----- GIVEN DATA
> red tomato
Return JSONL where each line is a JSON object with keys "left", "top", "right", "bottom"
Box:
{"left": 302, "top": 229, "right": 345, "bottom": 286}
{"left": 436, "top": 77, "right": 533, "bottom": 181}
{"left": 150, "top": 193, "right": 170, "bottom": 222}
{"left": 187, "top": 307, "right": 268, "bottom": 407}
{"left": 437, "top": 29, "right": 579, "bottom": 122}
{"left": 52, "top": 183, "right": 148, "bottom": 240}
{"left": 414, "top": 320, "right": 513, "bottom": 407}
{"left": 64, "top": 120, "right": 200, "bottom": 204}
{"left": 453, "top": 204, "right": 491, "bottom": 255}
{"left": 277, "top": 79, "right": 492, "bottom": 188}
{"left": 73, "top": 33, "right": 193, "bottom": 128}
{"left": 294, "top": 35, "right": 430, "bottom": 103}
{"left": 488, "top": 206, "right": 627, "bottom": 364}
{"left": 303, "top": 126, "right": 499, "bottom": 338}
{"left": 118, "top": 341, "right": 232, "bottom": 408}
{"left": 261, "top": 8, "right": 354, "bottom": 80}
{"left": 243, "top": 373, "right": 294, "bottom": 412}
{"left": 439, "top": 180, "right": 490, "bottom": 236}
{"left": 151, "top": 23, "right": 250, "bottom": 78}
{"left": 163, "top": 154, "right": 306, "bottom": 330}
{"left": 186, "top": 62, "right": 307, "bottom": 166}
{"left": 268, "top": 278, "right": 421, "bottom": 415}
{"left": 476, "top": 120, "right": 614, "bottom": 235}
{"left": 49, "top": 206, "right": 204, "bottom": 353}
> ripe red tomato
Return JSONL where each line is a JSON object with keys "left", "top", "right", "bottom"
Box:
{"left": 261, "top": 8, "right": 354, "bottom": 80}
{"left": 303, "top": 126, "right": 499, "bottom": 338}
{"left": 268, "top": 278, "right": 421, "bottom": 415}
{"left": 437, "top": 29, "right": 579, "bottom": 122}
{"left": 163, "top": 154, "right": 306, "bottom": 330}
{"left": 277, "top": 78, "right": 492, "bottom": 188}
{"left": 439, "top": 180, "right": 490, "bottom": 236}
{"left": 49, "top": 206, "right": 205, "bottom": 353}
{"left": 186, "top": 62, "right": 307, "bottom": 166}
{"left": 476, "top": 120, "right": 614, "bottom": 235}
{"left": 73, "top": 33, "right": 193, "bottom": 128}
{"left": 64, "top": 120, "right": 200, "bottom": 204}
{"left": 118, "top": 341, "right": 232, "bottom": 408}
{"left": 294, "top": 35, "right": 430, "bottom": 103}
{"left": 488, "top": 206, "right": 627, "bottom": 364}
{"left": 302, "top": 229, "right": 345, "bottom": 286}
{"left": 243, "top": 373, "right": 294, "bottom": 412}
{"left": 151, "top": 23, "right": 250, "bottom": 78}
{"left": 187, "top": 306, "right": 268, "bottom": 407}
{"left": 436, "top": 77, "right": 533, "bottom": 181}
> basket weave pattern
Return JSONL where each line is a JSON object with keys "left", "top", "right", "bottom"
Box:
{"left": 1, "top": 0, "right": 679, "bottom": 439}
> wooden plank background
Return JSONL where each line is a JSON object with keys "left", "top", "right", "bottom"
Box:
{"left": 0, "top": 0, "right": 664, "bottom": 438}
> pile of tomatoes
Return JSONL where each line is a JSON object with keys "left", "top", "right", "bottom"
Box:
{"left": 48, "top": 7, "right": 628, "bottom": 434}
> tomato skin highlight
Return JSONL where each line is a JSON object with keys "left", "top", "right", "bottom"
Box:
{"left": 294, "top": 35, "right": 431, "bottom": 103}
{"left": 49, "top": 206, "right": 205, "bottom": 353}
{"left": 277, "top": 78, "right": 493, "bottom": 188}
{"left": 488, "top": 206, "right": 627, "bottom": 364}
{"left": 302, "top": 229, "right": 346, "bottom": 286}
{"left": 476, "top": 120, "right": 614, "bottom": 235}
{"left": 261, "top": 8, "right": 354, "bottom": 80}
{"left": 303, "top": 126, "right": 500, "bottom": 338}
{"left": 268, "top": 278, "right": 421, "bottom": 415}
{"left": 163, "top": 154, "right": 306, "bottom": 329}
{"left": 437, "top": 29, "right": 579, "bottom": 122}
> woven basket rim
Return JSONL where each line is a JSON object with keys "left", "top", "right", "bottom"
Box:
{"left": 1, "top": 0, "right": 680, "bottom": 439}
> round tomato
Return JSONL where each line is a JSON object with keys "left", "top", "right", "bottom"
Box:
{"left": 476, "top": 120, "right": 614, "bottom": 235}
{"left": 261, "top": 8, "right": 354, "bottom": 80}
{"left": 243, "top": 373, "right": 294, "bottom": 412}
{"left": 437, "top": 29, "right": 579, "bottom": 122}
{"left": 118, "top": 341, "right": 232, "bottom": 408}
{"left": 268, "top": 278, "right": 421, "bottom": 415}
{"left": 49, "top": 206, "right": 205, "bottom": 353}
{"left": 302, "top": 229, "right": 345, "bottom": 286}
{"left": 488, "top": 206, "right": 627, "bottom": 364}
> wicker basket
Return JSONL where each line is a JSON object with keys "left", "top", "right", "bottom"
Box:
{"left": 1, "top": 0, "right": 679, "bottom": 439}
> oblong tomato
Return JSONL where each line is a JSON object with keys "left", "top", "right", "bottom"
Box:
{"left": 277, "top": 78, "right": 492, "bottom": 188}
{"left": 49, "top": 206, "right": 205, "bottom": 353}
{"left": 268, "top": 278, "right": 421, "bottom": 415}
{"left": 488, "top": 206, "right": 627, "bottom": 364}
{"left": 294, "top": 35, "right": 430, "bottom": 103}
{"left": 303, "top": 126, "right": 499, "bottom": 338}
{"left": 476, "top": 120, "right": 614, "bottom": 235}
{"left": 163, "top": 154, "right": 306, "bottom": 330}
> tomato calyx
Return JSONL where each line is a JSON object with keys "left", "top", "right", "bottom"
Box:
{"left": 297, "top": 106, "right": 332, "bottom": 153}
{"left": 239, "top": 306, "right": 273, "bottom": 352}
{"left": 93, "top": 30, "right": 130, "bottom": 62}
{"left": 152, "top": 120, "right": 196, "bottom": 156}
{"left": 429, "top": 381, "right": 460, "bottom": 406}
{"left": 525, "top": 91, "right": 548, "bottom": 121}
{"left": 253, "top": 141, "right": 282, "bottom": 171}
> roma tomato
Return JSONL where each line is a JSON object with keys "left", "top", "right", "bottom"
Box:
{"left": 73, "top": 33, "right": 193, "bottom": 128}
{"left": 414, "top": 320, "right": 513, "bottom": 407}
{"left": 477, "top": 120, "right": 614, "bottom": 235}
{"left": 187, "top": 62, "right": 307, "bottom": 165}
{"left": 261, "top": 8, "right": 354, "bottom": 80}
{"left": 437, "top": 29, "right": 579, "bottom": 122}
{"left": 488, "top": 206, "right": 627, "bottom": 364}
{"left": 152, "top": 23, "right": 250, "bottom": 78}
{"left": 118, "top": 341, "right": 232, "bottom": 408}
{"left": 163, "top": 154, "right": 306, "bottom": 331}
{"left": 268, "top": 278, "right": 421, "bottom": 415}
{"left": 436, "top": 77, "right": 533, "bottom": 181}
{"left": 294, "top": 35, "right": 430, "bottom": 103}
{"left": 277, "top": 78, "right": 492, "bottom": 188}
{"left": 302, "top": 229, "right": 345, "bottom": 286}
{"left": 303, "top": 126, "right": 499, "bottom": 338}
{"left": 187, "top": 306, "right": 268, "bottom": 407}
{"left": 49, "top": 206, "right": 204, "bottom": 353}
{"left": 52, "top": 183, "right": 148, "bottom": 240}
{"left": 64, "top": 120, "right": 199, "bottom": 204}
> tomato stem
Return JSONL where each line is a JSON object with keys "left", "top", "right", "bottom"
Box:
----------
#### [WHAT IS EXPECTED]
Throughout the records above, find the lines in which the word "basket" appears and return them.

#### [EXERCISE ANSWER]
> basket weave pattern
> woven basket rim
> wicker basket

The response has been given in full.